Teks Dokumen:
"""

Hal tersebut dapat mewujudkan terlaksananya pemberdayaan terhadap UMKM yang tepat sasaran, tepat arah, dan tepat anggaran.
“Persoalan UMKM kita itu adanya persoalan data. Ditambah, saat ini pemberdayaan terhadap UKM itu ada di 18 kementerian. Harus ada tekanan publik, sehingga setiap kementerian lain bisa melepas ego sektoralnya. Jadi, melalui itu kita bisa menyatukan pemberdayaan UKM untuk ditentukan sektor mana saja yang harus lebih banyak didukung dan potensi survive di tengah kondisi pandemi ini. Kalau mempunyai data yang baik, maka bisa lebih tepat sasaran dan lebih kepada penerima pemberdayaan tersebut," ujar Demer, sapaannya, dilansir dpr.go.id, Selasa, 5 Mei 2020.
Di sisi lain, di berbagai provinsi juga terdapat pemberdayaan UMKM. Baik itu di bawah naungan Dinas Perindustrian dan Perdagangan, Dinas Koperasi, maupun di Dinas Pertanian.
Belum lagi, di berbagai tingkat kabupaten dan kota juga terdapat pemberdayaan UMKM melalui anggaran yang berbeda, yaitu Anggaran Pendapatan dan Belanja Daerah (APBD).
Terkait hal itu, legislator dapil Bali ini kembali menegaskan harapannya agar pemersatuan data UMKM dapat segera diterapkan seperti halnya lembaga riset yang sudah dijadikan satu pendanaannya dari berbagai kementerian.

"""

[Item set data tersimpan]

"""

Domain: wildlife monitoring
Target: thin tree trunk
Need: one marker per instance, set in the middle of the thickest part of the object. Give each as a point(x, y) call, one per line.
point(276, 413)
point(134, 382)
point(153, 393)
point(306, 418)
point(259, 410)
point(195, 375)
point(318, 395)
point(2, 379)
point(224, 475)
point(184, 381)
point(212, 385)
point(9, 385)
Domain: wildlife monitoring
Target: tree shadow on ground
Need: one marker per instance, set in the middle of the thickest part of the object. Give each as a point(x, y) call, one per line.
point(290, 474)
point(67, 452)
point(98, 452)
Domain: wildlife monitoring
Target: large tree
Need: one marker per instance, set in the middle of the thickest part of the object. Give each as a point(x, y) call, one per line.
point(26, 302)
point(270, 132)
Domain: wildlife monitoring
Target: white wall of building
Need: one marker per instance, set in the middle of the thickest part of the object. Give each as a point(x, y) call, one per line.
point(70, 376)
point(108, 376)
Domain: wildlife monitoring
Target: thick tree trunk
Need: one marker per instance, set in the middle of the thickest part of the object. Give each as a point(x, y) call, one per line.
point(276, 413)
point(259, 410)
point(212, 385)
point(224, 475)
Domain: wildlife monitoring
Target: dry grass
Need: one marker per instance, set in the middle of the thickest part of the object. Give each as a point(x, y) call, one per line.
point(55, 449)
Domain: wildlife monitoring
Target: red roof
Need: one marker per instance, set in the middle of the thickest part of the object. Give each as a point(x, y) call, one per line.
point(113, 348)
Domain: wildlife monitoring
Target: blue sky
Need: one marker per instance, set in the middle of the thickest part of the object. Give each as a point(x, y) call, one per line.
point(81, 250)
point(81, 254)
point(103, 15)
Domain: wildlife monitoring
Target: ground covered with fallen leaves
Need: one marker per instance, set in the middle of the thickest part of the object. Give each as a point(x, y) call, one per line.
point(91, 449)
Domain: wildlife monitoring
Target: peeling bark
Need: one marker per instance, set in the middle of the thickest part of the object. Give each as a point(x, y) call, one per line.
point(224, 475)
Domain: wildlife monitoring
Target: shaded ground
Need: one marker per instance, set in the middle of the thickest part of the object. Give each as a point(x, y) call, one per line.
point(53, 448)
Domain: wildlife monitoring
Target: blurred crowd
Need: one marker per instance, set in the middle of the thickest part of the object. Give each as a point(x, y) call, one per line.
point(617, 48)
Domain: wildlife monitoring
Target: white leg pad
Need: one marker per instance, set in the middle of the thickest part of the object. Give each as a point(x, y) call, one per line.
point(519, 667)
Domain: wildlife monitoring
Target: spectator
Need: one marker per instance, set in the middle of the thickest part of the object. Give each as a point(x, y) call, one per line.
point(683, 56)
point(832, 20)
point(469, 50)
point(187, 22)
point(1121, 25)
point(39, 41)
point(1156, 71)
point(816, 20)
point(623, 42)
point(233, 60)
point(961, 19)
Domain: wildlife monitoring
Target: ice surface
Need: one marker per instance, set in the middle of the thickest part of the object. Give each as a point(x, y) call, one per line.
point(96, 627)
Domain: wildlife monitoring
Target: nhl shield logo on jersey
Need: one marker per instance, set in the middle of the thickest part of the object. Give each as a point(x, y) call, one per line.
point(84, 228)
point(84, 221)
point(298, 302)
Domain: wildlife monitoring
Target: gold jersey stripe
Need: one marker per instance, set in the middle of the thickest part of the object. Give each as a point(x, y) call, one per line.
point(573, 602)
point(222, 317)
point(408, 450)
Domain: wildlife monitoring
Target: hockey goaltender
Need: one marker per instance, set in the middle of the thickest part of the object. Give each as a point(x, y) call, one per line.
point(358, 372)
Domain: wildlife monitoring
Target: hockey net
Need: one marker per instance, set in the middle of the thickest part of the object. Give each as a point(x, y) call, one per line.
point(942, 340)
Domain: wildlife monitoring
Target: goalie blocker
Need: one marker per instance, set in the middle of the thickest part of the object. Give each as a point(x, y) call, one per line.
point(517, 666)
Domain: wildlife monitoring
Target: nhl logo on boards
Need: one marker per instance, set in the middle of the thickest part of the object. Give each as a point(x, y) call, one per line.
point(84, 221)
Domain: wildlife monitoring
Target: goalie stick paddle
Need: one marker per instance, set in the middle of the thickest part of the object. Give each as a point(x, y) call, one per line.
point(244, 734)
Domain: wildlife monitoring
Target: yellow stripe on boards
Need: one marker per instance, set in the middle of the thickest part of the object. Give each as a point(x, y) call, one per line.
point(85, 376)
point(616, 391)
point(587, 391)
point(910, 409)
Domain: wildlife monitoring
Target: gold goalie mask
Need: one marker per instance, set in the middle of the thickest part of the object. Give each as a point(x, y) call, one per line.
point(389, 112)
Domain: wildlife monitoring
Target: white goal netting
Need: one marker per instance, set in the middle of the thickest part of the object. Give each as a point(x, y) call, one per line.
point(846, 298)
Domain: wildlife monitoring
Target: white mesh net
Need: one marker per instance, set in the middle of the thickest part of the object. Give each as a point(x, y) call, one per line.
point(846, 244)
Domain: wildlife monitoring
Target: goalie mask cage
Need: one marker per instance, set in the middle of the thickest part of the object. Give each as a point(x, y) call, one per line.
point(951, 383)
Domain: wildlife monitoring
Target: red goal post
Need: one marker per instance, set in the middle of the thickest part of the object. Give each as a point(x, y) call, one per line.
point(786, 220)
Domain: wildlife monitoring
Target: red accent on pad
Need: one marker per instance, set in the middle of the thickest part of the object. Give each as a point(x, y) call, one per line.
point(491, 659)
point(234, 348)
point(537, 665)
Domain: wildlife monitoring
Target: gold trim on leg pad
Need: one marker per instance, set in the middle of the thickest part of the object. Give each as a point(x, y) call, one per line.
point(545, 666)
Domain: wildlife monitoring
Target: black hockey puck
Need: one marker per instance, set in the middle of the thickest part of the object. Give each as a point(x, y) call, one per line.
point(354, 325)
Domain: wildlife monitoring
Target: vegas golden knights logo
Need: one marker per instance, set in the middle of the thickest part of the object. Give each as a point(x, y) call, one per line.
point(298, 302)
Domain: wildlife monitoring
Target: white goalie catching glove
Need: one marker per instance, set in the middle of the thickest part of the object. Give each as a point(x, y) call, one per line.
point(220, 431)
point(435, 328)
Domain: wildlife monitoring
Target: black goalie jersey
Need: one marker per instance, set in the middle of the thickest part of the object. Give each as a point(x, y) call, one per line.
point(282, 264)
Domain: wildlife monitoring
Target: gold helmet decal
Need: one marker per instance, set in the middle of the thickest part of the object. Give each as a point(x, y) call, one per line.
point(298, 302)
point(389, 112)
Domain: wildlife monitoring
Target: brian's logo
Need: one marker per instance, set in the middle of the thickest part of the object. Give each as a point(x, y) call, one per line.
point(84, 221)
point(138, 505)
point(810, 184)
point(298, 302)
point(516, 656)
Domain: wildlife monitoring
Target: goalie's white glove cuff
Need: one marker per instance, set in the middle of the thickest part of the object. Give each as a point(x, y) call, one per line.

"""

Soal A:
Jawablah pertanyaan berikut berdasarkan teks tentang pemberdayaan UMKM.
(i) Menurut kutipan dalam teks, saat ini pemberdayaan UKM ada di berapa kementerian?
(ii) Anggaran apa yang digunakan untuk pemberdayaan UMKM di tingkat kabupaten dan kota?
(iii) Legislator yang disebut dalam teks berasal dari daerah pemilihan mana?
Soal B: Ulangi dengan tepat bagian teks tentang pemberdayaan UMKM yang dimulai dari kata-kata "Hal tersebut dapat" dan berhenti setelah kata-kata "di Dinas Pertanian.".

Jawaban A:
(i) Pemberdayaan UKM saat ini ada di 18 kementerian.
(ii) Anggaran yang digunakan adalah Anggaran Pendapatan dan Belanja Daerah (APBD).
(iii) Legislator itu berasal dari daerah pemilihan Bali.

Jawaban B:
Hal tersebut dapat mewujudkan terlaksananya pemberdayaan terhadap UMKM yang tepat sasaran, tepat arah, dan tepat anggaran.
“Persoalan UMKM kita itu adanya persoalan data. Ditambah, saat ini pemberdayaan terhadap UKM itu ada di 18 kementerian. Harus ada tekanan publik, sehingga setiap kementerian lain bisa melepas ego sektoralnya. Jadi, melalui itu kita bisa menyatukan pemberdayaan UKM untuk ditentukan sektor mana saja yang harus lebih banyak didukung dan potensi survive di tengah kondisi pandemi ini. Kalau mempunyai data yang baik, maka bisa lebih tepat sasaran dan lebih kepada penerima pemberdayaan tersebut," ujar Demer, sapaannya, dilansir dpr.go.id, Selasa, 5 Mei 2020.
Di sisi lain, di berbagai provinsi juga terdapat pemberdayaan UMKM. Baik itu di bawah naungan Dinas Perindustrian dan Perdagangan, Dinas Koperasi, maupun di Dinas Pertanian.